● **Source data**:
-------------------------

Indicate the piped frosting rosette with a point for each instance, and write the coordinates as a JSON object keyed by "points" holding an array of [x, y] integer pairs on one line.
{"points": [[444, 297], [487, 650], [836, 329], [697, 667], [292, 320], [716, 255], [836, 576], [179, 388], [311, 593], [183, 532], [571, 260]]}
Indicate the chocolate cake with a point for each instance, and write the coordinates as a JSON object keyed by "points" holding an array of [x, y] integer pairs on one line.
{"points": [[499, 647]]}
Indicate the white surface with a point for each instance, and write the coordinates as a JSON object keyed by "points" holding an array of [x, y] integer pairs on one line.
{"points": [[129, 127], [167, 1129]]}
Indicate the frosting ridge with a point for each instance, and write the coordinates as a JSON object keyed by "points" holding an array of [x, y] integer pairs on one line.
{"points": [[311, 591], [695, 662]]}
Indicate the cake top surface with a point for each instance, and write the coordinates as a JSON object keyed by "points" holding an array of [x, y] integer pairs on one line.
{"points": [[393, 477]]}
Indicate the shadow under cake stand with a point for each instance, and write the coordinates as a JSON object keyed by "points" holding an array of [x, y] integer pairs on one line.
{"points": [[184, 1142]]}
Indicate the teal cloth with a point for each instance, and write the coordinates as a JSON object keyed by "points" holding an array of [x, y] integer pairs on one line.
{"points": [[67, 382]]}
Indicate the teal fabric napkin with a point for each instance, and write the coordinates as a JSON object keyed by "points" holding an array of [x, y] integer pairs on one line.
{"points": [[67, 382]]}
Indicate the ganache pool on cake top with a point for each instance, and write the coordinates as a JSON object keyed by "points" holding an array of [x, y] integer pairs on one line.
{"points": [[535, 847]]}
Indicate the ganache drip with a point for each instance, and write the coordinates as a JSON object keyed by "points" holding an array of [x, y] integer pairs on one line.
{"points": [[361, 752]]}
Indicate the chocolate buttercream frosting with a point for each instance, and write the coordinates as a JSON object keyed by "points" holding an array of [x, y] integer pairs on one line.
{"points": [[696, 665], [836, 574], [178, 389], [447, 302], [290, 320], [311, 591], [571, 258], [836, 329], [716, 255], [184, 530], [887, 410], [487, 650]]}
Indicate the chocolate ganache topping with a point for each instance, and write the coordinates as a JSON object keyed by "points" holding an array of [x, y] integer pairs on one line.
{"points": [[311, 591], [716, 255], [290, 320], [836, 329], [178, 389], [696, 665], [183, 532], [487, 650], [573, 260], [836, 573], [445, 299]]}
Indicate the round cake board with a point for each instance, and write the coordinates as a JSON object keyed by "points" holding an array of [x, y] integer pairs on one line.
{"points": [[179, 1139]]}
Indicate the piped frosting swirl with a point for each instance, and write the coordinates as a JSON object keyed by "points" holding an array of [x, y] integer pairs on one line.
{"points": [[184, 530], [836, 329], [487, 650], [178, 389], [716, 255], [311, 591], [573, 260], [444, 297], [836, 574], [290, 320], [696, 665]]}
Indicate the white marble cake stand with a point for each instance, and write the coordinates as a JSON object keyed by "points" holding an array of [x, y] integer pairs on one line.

-------------------------

● **What is needed**:
Print the records once more, exactly as written.

● **Exercise response**:
Indicate the piped frosting rosette with a point for each instance, and write the coordinates as a JSON object keyed by "points" holding an array of [x, y] integer pairs on one line.
{"points": [[444, 297], [487, 650], [836, 329], [697, 667], [292, 320], [716, 255], [836, 576], [179, 388], [311, 593], [183, 532], [571, 260]]}
Indicate the chocolate cake with a point for each instance, and write the coordinates as a JSON object keyed by "points" holding an array of [x, y] integer pairs on one line.
{"points": [[499, 647]]}
Indicate the white surface with a point for each instance, and write the coordinates as a JSON object keyed by "points" holding an array of [x, y] integer pairs on one line.
{"points": [[129, 127], [167, 1129]]}
Indicate the frosting ridge with a point for each instance, and write the coordinates as a JSON object keyed by "points" holding an array of [x, y] integer pairs on one line.
{"points": [[311, 591], [695, 662]]}
Indicate the cake top surface with a point for each instance, and write the coordinates as a JSON object keyed by "points" holding an array of [x, y] integer pairs on one line.
{"points": [[393, 477]]}
Indicate the shadow under cake stand with a point for each instance, and write the coordinates as a JSON object keyed by "points" holding an array of [x, y] integer pairs on one line.
{"points": [[184, 1142]]}
Indicate the teal cloth with a point for each instance, and write the coordinates as a JSON object keyed by "points" holding an array of [x, y] integer pairs on one line.
{"points": [[67, 382]]}
Indicate the teal fabric napkin with a point for each instance, and write the coordinates as a JSON object keyed by "points" holding an array of [x, y] integer pairs on one line.
{"points": [[67, 382]]}
Indicate the ganache pool on cake top with a point for each instance, and write the coordinates as a JSON object keyed by "points" holding an array of [x, y] integer pairs on one line.
{"points": [[535, 847]]}
Indicate the ganache drip with a point for each instance, and write the coordinates as a JSON object keyed by "points" holding an array of [x, y] integer pairs on one line.
{"points": [[361, 752]]}
Indicate the chocolate buttercream frosting with a point for each instance, and write the coordinates as a JSON object keyed by "points" holding an array of [x, y] integer pairs on one line.
{"points": [[696, 665], [836, 574], [178, 389], [447, 302], [290, 320], [311, 591], [571, 258], [836, 329], [716, 255], [184, 530], [887, 410], [487, 650]]}
Indicate the chocolate ganache topping with a point for each instance, and write the coordinates as a JSON object keyed by "points" holding an array of [x, y] integer pairs on one line.
{"points": [[311, 591], [716, 255], [290, 320], [836, 329], [178, 389], [696, 665], [183, 532], [487, 650], [573, 260], [836, 573], [445, 299]]}
Indicate the round cake board with a point for each instance, and write the coordinates as a JSON object keyed by "points" holding an array of [x, y] integer pairs on one line.
{"points": [[179, 1139]]}
Indicate the piped frosting swirl with a point for each instance, and write the coordinates as a JSON object keyed by "points" holding an array of [x, y] integer pairs on one line.
{"points": [[184, 530], [836, 329], [487, 650], [178, 389], [716, 255], [311, 591], [573, 260], [444, 297], [836, 574], [290, 320], [696, 665]]}
Indicate the white marble cake stand with a point for each instance, and write the coordinates as a JSON object keyed by "points" holding an array of [x, y] integer pairs on one line.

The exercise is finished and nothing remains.